→ DOCUMENT
A 2022 Fisheries Assessment Report disagreed, stating they “are not functioning as intended for blue cod, with fish equally as abundant and of similar size in the adjacent fished areas”, but Professor Emeritus Liz Slooten says cod is the wrong choice for evaluating marine reserves.
Reserves make up an “infinitesimal” part of the territory of large, fast-moving animals such as dolphins, seabirds and, to a lesser extent, cod, making counts problematic. “Usually these kinds of marine reserves will have a very good effect on species that are not very mobile, like paua and crayfish.”
There is research to show more crayfish sightings in recent years – something not seen outside the reserve – and both University of Otago research and work with the local tourism industry shows the reserve is “a hotspot” for upokohue/ Hector’s dolphins, Thompson says.

[Data entries]
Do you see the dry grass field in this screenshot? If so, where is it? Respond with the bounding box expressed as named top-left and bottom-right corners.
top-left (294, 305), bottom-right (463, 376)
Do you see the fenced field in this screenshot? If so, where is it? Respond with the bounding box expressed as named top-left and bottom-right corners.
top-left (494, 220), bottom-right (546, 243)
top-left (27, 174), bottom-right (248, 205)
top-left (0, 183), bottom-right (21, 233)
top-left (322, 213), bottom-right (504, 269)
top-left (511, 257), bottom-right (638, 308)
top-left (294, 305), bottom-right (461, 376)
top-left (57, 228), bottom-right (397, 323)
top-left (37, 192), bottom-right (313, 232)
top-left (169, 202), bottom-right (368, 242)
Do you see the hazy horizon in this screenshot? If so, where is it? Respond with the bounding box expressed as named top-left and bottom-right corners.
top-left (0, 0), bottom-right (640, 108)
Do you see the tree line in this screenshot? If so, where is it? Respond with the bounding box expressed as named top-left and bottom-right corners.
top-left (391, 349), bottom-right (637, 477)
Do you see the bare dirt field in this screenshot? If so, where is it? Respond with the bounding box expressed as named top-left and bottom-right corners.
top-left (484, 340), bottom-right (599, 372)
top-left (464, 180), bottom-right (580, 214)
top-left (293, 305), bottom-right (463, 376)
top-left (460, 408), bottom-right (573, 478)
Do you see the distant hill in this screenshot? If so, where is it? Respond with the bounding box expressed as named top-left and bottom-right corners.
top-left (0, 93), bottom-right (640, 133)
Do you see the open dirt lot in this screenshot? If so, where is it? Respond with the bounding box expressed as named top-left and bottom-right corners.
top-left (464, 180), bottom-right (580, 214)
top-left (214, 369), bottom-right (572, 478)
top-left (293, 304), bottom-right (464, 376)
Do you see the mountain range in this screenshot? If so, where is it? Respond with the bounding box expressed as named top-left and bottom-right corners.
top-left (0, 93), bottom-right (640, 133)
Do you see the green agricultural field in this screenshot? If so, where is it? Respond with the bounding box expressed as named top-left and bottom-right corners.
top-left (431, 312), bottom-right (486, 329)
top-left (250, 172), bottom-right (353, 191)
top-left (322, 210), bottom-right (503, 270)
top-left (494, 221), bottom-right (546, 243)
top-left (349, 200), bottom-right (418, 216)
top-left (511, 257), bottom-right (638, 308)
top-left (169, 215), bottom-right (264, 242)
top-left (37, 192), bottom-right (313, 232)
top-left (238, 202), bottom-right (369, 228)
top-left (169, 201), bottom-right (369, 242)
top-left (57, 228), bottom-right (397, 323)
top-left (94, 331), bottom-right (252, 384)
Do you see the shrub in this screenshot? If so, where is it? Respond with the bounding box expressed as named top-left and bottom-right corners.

→ EXERCISES
**a.** Resize the coordinates in the data entries, everything from the line containing "Do you see the mountain" down to the last entry. Write all of those lines out again, requests included, with each coordinate multiplied by 0.35 and rounded to a whole number, halves rounding up.
**b.** Write what comes next in the passage on marine reserves, picking up right after its final sentence.

→ SOLVED TASKS
**a.**
Do you see the mountain range in this screenshot? If so, where is it? Respond with the bounding box expressed as named top-left and bottom-right corners.
top-left (0, 33), bottom-right (224, 47)
Do you see the green agricultural field in this screenshot? If so, where is it? Respond with the bounding box expressed as named top-left and bottom-right corners.
top-left (151, 109), bottom-right (170, 115)
top-left (88, 60), bottom-right (124, 67)
top-left (113, 74), bottom-right (176, 95)
top-left (173, 77), bottom-right (191, 85)
top-left (122, 70), bottom-right (146, 76)
top-left (179, 90), bottom-right (223, 108)
top-left (59, 75), bottom-right (92, 85)
top-left (13, 67), bottom-right (110, 81)
top-left (83, 71), bottom-right (129, 80)
top-left (59, 70), bottom-right (129, 85)
top-left (20, 80), bottom-right (139, 113)
top-left (33, 116), bottom-right (88, 134)
Do you see the shrub in this screenshot? If so, where is it? Respond with the bounding box expressed as named top-left and bottom-right corners.

**b.**
“It’s also worth noting it can take some time for changes to take place in these ecosystems, so it may be too early to see the full benefits of the reserve,” a DOC spokesperson says, noting more data collected in 2023 has yet to be analysed.
Thompson acknowledges the “significant gaps” in marine protection, but says protected areas must be developed collaboratively, noting the pushback to the Akaroa Marine Reserve, particularly from local iwi.
Ōnuku Rūnanga chairperson Rik Tainui says his rūnanga and Ngāi Tahu had opposed the marine reserve because it extinguished customary fishing rights.
Now, though, they were focused on the “effective management of the Akaroa taiāpure to deliver customary fishing outcomes ... including contemporary mahinga kai (food gathering) through aquaculture” and reviewing the “outdated” Marine Reserves Act.
Like Thompson, Tainui cites seafloor mapping project Iongairo as an “excellent example of collaboration” between the papatipu rūnanga of Te Pātaka o Rākaihautū (Banks Peninsula), DOC and Environment Canterbury.
While the Marine Reserves Act does not mention the Treaty of Waitangi, DOC’s mandate derives from the Conservation Act, requiring it to give effect to Treaty principles.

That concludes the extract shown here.